*Task description*. Please give the listing again, word for word, with nothing left out.

*Record set*.
__________________________________________________
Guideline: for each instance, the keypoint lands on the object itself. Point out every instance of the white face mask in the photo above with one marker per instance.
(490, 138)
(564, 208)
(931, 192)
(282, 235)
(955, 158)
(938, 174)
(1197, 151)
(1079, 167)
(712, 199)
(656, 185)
__________________________________________________
*Task result*.
Guideline: for each instance, the keypoint lands on the object itself. Point out every instance of the white face mask in the photo above with one marker per instance.
(490, 138)
(564, 208)
(931, 192)
(282, 235)
(955, 158)
(938, 174)
(1197, 151)
(1079, 167)
(712, 199)
(656, 185)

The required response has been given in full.